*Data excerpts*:
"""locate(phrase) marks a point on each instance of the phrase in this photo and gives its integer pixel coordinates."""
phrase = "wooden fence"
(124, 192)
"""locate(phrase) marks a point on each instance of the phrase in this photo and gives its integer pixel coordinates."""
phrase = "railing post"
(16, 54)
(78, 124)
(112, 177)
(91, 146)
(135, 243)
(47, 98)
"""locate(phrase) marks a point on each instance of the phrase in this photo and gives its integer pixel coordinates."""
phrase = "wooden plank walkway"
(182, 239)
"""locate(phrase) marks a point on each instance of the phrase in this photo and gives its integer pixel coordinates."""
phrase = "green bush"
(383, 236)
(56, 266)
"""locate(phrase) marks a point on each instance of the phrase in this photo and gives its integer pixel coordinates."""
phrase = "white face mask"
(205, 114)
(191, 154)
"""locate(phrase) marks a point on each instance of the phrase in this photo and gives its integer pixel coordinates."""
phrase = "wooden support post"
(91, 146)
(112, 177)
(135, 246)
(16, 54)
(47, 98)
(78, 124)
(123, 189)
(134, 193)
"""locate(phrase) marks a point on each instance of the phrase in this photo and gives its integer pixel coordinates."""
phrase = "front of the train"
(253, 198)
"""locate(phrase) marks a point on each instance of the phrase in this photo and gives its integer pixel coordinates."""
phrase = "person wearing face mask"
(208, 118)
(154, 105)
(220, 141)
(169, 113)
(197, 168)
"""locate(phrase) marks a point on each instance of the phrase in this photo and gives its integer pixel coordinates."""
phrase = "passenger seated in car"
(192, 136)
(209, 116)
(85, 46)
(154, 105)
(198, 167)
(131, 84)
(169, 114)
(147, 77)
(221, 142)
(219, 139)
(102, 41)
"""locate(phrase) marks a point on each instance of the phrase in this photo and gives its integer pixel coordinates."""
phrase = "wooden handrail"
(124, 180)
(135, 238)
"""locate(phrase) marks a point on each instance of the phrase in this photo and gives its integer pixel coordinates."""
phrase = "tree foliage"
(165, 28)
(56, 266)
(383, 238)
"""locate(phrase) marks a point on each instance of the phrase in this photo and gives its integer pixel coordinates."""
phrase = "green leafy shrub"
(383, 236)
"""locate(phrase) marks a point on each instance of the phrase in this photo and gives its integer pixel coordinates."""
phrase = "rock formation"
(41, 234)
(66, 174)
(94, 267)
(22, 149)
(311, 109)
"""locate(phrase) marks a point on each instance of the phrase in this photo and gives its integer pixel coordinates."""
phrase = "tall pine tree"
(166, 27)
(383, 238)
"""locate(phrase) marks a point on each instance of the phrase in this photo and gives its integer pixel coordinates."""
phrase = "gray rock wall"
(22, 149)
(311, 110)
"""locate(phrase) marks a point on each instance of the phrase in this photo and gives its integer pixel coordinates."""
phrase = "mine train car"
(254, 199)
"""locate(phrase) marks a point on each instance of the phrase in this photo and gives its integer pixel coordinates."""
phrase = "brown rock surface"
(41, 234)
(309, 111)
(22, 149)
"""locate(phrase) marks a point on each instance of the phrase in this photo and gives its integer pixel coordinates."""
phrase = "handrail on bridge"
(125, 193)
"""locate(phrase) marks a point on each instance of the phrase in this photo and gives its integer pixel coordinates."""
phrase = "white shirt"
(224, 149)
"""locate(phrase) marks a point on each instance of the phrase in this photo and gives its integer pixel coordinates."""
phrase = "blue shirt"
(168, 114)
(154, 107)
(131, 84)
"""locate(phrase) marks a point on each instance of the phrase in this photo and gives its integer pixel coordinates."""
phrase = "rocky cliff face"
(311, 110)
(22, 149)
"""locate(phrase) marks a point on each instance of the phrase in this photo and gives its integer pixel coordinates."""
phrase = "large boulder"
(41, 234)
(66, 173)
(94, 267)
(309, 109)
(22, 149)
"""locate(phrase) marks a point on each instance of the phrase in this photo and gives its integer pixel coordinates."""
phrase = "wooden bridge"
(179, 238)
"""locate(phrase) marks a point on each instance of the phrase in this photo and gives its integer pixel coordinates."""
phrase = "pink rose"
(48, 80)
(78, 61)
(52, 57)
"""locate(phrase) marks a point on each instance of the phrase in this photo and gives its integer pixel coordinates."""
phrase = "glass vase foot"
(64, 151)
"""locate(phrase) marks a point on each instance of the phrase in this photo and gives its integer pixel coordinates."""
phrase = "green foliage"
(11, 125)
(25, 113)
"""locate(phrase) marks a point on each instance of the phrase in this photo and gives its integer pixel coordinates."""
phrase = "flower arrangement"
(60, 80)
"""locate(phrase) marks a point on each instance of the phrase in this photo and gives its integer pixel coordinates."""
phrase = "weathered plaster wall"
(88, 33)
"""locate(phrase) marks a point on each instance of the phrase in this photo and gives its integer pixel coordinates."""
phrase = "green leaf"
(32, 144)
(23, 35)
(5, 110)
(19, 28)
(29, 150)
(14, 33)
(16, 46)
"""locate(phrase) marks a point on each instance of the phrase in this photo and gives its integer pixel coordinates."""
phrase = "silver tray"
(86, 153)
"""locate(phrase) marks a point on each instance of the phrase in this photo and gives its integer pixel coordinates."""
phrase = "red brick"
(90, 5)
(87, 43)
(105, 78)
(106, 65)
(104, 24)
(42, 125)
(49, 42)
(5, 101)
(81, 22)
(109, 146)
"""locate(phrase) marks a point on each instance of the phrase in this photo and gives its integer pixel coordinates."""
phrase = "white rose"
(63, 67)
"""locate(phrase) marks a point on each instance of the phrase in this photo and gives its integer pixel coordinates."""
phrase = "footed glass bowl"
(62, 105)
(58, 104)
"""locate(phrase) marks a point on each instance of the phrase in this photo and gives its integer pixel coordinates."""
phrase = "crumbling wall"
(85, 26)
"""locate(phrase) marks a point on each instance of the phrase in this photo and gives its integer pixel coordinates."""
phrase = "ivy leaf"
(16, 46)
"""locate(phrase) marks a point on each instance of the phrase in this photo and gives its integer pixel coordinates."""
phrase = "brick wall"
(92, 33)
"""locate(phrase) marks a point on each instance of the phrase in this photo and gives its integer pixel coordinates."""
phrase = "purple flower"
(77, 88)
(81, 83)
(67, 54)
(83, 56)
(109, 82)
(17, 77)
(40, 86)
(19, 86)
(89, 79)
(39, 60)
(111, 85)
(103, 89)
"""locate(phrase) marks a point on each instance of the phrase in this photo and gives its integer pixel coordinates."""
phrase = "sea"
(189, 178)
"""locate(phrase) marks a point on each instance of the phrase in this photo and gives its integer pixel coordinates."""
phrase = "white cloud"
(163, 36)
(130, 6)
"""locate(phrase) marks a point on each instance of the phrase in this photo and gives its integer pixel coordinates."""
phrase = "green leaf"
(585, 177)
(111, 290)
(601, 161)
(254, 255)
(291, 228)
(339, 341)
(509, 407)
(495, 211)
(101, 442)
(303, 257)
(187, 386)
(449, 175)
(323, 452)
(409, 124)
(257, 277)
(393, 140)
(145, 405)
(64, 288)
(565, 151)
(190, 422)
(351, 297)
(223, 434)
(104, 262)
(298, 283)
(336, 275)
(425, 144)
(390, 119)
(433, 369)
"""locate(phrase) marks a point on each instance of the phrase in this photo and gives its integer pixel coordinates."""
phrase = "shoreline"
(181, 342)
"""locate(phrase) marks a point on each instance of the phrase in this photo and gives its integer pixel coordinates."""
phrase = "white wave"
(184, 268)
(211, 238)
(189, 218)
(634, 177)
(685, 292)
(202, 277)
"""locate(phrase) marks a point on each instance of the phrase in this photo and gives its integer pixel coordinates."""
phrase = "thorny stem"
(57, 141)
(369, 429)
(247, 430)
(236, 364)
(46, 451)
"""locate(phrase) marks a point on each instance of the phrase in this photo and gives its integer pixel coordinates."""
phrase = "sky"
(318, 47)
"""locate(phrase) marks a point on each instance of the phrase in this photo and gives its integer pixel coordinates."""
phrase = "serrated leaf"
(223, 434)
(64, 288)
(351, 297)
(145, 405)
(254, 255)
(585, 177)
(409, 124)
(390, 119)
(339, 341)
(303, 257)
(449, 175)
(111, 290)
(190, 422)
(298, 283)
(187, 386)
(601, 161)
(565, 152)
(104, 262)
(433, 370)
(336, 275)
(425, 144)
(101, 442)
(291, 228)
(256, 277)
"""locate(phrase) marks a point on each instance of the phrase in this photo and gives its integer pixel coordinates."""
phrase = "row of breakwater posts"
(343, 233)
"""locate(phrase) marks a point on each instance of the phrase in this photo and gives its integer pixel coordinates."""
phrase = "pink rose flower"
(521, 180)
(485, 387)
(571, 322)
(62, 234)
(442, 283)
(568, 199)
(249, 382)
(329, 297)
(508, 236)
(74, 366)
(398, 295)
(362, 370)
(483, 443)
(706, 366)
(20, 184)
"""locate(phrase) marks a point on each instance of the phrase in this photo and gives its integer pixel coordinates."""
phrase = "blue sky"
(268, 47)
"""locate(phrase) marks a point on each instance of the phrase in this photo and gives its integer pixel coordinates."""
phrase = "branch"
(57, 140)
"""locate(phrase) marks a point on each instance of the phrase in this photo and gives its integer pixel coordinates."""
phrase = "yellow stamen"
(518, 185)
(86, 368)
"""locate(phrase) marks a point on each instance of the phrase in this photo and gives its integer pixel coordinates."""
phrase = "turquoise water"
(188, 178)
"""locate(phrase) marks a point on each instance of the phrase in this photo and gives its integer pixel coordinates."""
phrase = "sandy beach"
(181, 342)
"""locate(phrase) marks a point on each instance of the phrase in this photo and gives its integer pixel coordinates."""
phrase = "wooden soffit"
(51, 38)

==

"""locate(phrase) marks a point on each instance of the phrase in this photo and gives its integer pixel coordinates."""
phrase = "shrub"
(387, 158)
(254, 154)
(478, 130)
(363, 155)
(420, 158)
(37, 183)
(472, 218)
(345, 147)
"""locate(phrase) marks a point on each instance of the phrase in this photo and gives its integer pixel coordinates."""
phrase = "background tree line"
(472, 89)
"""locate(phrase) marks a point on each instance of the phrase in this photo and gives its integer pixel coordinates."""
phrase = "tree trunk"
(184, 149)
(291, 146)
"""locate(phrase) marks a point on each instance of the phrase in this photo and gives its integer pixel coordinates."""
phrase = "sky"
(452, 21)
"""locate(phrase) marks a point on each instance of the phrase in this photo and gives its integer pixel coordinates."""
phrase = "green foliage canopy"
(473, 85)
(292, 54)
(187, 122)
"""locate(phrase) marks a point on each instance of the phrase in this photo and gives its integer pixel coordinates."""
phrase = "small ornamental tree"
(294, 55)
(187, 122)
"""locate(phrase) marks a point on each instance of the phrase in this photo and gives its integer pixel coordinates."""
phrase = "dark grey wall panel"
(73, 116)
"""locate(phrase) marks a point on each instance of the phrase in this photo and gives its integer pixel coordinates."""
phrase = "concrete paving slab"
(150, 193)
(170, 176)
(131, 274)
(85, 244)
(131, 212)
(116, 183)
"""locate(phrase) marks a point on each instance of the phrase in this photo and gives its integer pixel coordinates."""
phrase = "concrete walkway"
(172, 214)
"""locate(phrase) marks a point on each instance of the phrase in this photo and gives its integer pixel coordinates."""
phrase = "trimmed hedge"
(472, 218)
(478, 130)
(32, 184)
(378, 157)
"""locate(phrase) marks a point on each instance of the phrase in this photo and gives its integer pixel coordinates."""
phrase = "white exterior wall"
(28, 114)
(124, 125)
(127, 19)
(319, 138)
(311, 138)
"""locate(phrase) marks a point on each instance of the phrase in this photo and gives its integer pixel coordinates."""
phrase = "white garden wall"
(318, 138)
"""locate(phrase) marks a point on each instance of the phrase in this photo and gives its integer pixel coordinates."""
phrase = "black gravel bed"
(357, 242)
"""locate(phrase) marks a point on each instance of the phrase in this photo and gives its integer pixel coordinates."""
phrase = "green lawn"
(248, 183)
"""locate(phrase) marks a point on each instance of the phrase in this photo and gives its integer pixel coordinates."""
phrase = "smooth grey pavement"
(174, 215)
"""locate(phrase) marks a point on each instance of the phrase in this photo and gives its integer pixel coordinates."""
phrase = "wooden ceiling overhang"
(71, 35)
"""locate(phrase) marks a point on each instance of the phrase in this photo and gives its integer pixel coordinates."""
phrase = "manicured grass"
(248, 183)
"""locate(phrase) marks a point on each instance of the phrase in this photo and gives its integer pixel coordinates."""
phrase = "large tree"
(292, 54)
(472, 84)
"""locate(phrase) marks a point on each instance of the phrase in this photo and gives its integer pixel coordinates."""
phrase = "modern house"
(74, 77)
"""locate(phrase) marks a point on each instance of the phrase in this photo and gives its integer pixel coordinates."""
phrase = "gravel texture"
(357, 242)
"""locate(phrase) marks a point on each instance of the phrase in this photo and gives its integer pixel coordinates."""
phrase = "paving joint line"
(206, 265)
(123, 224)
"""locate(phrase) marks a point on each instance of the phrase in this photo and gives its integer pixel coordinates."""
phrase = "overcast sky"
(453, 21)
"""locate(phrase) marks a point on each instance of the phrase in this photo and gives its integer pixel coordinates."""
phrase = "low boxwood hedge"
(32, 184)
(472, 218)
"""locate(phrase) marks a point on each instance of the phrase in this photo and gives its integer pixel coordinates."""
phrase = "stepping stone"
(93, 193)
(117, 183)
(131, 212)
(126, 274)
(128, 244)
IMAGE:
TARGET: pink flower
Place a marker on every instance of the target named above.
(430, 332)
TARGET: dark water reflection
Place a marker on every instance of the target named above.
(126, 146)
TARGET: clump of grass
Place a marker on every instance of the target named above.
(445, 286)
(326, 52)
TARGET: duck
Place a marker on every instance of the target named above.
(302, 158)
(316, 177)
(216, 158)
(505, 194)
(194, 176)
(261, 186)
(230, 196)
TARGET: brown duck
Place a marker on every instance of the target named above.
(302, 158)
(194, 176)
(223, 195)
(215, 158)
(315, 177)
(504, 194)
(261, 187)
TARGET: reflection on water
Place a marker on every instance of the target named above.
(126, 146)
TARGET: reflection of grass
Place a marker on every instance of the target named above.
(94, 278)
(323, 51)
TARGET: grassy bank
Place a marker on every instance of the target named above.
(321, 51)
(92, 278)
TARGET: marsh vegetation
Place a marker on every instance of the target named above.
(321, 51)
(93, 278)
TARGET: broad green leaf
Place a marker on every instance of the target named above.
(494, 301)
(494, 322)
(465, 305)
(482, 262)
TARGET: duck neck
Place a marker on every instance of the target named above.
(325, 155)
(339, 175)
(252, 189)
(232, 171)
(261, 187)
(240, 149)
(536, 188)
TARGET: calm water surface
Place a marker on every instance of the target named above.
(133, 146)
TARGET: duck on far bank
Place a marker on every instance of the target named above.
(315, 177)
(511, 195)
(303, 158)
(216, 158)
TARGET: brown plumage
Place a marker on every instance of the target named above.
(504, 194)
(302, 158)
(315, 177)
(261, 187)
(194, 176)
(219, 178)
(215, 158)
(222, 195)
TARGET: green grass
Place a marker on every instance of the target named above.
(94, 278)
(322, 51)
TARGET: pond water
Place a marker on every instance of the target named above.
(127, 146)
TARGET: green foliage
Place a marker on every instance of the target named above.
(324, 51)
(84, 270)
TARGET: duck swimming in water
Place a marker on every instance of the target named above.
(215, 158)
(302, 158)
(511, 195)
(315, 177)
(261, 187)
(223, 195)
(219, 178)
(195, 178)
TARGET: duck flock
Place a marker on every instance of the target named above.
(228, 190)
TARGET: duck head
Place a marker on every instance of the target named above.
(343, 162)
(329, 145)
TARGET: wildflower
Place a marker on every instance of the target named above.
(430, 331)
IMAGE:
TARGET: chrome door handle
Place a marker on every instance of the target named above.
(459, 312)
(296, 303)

...

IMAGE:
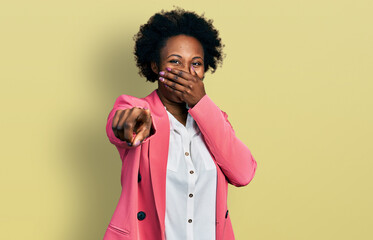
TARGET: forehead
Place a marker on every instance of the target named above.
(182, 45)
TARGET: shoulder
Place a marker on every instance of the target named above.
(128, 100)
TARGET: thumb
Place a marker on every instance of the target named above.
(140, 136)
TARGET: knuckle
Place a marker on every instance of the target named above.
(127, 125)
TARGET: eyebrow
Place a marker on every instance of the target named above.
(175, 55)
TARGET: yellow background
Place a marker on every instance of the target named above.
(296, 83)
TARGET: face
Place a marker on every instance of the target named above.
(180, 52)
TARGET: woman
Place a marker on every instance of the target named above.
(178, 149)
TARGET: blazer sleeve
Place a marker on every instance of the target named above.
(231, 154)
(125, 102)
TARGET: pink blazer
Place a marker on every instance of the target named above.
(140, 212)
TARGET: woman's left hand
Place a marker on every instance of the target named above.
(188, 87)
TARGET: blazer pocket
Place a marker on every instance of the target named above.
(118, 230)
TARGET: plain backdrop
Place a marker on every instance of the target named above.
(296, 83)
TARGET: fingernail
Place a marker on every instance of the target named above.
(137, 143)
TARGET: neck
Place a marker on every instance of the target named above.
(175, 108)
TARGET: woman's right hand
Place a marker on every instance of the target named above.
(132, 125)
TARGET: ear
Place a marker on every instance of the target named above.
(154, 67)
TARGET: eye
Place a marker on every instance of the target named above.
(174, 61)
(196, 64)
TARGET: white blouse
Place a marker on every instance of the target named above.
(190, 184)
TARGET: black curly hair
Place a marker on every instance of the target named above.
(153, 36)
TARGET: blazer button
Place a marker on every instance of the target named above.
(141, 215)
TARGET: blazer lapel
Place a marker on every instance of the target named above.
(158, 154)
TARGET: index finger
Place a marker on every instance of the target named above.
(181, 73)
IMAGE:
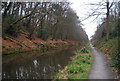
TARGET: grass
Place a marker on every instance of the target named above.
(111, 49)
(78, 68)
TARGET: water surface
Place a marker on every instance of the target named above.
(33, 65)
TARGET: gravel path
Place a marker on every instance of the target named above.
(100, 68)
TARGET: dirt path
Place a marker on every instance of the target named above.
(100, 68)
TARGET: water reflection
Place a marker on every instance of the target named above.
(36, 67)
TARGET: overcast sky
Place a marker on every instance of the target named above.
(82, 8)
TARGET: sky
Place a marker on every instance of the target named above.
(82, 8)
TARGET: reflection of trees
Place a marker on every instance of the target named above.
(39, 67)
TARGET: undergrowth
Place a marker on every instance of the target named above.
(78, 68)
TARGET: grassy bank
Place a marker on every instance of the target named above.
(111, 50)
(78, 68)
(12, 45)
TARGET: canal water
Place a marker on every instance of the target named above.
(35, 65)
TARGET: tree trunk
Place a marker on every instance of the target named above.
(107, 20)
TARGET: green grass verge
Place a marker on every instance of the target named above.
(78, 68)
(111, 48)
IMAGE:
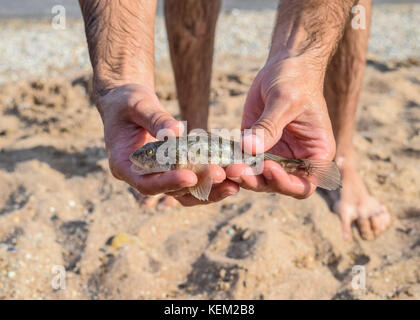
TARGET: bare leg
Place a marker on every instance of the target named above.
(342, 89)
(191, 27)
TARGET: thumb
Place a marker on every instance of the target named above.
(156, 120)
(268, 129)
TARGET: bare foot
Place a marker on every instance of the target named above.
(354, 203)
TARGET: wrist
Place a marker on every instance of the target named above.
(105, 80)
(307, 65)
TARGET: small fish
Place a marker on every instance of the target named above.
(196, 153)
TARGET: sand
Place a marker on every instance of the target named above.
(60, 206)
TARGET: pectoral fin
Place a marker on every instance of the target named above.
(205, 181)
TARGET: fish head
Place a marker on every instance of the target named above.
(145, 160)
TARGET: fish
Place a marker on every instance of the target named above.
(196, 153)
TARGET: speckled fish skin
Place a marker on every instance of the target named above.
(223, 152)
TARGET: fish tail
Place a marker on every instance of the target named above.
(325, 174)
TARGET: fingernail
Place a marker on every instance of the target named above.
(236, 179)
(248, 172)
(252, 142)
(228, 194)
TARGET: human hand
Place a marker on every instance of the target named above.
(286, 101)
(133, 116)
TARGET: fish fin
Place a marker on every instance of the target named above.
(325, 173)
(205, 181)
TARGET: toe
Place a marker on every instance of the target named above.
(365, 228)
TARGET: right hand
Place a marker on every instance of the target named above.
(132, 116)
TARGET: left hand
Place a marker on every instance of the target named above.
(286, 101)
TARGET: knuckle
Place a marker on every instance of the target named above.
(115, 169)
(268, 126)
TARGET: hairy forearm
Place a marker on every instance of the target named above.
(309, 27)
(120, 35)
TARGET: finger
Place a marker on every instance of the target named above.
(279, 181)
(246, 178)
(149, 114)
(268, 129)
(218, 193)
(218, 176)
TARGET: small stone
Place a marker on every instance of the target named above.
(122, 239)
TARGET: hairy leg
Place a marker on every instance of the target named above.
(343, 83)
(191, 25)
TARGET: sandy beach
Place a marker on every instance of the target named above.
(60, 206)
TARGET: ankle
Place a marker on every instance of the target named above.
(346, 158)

*Aim of the exercise*: Among the records, find every line holding the word "left" and copy it.

*Exercise answer*:
TARGET: woman's left hand
TARGET: left hand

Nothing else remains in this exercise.